• _PAGE TEXT_:
•••

- Episode no.: Season 3 Episode 23
- Directed by: Marvin J. Chomsky
- Written by: Jean Lisette Aroeste
- Cinematography by: Al Francis
- Production code: 078
- Original air date: March 14, 1969

Guest appearances
- Ian Wolfe – Mr. Atoz; Mariette Hartley – Zarabeth; Kermit Murdock – The Prosecutor; Johnny Haymer – The Constable; Ed Bakey – The First Fop; Al Cavens – Second Fop; Anna Karen Morrow – Woman; Stan Barrett – Jailer;

Episode chronology
| ← Previous "The Savage Curtain" | Next → "Turnabout Intruder" |
- Star Trek: The Original Series season 3

= All Our Yesterdays (Star Trek: The Original Series) =

"All Our Yesterdays" is the twenty-third and penultimate episode of the third season of the American science fiction television series Star Trek. Written by Jean Lisette Aroeste and directed by Marvin J. Chomsky, it was first broadcast March 14, 1969.

•••

(Entries for bounding box labeling)
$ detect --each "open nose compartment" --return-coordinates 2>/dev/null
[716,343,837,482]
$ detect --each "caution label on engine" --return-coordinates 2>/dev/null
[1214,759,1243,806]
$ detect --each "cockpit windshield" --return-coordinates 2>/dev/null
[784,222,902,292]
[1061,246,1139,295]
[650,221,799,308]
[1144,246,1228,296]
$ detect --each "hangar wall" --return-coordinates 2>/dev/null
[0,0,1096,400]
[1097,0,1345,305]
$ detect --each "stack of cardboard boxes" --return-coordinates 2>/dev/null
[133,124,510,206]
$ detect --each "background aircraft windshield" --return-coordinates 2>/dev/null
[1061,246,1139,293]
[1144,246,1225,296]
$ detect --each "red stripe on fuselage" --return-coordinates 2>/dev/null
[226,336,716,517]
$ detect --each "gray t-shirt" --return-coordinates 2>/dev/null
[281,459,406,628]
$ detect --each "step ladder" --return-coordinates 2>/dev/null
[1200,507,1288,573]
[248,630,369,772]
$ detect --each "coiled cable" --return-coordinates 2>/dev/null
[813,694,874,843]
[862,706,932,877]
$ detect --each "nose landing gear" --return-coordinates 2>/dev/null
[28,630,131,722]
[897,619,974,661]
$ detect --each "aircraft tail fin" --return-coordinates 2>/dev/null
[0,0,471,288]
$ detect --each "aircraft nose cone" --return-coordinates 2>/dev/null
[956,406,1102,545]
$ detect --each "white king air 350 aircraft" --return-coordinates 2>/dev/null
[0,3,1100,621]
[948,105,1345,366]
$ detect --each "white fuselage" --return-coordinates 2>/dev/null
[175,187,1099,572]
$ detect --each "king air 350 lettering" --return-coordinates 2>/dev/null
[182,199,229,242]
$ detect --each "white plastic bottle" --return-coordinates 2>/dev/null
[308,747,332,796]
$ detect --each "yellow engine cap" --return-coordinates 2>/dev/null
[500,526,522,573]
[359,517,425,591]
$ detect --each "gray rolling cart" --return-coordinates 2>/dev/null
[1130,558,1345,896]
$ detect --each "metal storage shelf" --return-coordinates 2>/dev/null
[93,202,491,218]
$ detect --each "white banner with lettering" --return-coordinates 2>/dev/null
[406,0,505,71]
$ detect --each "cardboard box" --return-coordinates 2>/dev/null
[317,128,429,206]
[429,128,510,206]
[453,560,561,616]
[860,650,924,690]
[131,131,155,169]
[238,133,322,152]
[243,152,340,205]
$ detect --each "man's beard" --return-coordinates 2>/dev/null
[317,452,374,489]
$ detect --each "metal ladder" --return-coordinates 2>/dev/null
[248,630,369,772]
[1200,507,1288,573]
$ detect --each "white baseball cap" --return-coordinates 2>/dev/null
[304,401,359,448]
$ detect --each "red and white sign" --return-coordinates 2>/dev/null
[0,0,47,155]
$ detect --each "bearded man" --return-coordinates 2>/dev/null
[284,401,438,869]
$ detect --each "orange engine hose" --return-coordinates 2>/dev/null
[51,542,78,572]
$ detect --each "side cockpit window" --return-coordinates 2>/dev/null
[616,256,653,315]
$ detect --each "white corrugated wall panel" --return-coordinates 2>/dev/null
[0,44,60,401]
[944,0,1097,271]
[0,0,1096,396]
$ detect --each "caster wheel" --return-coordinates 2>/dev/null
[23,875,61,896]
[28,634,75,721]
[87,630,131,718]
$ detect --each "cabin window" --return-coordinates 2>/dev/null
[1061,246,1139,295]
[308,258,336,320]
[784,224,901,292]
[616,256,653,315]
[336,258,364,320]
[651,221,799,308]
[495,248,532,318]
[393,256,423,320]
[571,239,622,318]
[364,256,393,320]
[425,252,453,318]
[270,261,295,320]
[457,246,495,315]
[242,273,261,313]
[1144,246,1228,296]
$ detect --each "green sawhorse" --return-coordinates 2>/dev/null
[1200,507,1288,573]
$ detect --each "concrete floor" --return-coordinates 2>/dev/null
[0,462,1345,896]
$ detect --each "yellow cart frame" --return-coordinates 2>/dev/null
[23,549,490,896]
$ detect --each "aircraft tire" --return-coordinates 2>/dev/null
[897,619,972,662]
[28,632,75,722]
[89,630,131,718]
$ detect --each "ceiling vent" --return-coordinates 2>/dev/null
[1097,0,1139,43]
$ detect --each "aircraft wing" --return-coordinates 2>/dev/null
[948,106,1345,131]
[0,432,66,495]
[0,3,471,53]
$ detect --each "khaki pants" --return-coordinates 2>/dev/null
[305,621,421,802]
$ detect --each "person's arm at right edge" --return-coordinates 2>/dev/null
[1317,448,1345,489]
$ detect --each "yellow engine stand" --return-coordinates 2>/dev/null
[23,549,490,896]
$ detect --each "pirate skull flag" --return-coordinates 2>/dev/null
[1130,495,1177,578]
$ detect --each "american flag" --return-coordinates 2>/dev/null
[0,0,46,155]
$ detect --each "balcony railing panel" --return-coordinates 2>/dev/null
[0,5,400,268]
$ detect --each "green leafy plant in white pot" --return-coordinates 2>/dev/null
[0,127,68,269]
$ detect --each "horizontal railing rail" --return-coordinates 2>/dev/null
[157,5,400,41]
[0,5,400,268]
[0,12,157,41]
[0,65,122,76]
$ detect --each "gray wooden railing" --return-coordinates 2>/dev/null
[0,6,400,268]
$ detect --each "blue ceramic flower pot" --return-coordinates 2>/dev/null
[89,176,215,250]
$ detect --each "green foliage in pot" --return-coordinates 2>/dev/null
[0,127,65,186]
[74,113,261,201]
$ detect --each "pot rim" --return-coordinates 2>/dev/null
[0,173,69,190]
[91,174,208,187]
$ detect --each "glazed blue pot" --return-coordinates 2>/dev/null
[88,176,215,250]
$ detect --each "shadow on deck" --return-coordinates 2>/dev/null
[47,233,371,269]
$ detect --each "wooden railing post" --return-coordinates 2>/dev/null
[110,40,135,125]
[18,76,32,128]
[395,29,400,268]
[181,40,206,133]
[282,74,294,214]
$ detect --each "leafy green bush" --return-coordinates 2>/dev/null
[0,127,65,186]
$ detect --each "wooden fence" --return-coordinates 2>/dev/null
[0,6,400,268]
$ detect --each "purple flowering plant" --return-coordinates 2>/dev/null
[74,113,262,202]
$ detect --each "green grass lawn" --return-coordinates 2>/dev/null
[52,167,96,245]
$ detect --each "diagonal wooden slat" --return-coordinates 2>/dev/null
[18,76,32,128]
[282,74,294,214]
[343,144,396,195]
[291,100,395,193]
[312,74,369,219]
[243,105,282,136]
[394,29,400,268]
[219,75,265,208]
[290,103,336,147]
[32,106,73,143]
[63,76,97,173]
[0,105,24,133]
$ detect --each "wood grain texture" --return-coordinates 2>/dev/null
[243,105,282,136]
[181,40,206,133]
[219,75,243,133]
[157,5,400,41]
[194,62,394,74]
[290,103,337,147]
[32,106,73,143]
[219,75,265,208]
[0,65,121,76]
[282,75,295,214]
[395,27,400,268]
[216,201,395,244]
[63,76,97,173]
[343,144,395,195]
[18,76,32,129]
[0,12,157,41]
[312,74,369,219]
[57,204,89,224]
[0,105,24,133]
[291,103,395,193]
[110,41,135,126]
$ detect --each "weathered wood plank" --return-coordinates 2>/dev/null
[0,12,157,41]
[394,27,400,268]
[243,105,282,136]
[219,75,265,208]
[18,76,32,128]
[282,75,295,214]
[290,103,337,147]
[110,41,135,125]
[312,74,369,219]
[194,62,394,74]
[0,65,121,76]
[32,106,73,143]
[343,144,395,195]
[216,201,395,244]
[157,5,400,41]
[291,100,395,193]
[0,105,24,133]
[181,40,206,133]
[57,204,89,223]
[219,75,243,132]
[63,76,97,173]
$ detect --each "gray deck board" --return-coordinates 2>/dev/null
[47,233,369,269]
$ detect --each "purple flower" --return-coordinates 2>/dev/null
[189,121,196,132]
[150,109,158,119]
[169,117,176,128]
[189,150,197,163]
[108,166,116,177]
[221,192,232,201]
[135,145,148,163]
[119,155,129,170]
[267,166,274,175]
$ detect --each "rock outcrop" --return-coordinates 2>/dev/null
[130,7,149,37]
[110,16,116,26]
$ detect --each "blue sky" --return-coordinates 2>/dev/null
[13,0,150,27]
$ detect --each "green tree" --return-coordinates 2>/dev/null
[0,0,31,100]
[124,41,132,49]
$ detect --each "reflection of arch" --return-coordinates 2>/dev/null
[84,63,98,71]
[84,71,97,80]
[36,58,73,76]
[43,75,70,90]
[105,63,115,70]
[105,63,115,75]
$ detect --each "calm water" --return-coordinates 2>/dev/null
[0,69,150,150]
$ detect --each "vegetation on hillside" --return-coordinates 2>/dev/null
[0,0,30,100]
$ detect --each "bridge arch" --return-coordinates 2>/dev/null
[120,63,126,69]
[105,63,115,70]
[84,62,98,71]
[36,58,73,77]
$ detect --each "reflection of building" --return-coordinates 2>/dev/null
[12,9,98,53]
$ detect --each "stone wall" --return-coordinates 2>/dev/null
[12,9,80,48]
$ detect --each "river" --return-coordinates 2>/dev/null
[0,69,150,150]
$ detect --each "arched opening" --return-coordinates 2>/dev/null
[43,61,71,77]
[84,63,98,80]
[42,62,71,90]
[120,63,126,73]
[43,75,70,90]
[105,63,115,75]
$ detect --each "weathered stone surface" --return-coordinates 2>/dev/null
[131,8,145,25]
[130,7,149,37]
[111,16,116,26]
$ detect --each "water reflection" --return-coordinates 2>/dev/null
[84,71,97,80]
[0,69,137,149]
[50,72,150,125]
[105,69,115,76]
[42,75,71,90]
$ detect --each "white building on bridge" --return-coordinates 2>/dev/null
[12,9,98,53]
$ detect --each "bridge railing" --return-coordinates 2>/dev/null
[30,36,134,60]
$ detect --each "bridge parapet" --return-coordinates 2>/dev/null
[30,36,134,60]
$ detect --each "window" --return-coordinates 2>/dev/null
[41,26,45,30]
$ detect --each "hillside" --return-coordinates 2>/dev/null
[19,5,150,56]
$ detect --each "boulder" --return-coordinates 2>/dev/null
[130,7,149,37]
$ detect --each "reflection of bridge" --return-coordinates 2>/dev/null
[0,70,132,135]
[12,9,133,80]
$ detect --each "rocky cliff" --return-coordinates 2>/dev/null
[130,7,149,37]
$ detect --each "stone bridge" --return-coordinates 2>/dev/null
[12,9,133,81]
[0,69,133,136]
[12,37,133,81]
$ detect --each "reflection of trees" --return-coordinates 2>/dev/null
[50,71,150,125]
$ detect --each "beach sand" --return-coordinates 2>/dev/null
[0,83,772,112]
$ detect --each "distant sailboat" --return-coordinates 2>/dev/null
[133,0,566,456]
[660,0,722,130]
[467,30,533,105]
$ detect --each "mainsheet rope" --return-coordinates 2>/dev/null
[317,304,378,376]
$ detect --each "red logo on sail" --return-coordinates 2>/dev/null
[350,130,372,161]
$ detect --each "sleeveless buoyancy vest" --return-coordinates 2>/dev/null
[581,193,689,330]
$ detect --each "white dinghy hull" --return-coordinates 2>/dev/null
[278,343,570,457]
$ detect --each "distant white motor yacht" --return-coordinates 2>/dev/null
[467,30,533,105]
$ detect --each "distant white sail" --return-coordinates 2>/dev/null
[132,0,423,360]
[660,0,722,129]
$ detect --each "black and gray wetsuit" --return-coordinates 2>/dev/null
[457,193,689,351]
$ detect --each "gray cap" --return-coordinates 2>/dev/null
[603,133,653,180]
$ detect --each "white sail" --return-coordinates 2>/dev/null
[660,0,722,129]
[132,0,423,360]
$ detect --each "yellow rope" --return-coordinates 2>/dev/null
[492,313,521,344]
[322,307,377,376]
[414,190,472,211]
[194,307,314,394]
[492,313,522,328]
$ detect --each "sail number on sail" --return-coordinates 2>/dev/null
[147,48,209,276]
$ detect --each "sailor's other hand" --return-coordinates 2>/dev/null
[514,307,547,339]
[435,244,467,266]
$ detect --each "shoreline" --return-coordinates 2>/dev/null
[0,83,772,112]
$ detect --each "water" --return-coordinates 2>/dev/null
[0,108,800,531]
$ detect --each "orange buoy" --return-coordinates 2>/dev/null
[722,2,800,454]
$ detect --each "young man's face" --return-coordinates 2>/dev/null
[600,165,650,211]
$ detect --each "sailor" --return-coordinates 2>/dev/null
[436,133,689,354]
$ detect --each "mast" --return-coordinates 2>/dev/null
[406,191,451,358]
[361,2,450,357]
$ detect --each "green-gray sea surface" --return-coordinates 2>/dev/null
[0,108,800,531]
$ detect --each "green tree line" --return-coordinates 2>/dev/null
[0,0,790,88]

•••

• _REQUIREMENTS_: Which guest performers does the episode page list?

• _SOLUTION FOR THIS PROBLEM_: Ian Wolfe, Mariette Hartley, Kermit Murdock, Johnny Haymer, Ed Bakey, Al Cavens, Anna Karen Morrow, Stan Barrett